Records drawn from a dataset
:::::

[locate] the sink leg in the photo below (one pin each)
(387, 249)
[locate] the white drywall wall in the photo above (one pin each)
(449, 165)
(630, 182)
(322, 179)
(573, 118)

:::::

Assigned task.
Only one stretch of the data is wanted: the lines from the one with "[locate] the white" through the last, repeated exactly.

Answer area.
[locate] the white drywall wall in the photo above (one pin each)
(449, 165)
(630, 182)
(322, 179)
(573, 118)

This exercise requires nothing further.